In the Records below, report every line that contains the word "water", copying each such line in full.

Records
⁂

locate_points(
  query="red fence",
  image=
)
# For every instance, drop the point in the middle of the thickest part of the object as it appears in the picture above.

⁂

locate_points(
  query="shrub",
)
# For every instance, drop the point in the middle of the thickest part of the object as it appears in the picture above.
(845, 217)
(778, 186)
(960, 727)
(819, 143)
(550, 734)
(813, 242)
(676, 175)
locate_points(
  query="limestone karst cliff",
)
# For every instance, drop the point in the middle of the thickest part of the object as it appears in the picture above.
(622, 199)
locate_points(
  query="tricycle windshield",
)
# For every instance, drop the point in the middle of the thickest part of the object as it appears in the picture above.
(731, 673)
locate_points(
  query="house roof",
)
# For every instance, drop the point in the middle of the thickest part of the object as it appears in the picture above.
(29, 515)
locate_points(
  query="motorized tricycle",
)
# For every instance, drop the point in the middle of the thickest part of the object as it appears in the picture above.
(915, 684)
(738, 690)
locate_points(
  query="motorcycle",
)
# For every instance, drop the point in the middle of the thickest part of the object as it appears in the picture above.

⁂

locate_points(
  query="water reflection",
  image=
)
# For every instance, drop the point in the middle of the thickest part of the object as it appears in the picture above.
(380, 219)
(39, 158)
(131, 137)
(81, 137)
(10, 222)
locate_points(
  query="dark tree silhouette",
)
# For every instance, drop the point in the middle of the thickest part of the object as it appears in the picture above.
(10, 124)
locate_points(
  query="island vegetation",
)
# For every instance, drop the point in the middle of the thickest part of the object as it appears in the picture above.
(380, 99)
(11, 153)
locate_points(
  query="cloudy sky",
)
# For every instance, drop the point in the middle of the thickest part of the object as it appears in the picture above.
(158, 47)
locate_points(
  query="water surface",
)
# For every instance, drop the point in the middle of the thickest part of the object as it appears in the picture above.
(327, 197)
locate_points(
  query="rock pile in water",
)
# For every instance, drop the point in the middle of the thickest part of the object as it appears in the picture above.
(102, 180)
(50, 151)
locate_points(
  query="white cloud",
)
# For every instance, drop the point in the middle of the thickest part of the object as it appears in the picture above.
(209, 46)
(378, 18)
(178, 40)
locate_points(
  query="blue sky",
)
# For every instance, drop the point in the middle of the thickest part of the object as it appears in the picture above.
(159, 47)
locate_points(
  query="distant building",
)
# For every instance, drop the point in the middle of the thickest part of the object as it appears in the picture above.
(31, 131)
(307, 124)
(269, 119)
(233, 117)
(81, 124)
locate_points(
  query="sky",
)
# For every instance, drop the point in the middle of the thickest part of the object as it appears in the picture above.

⁂

| Response below |
  query="water reflection",
  query="water surface",
  query="rock pile in water",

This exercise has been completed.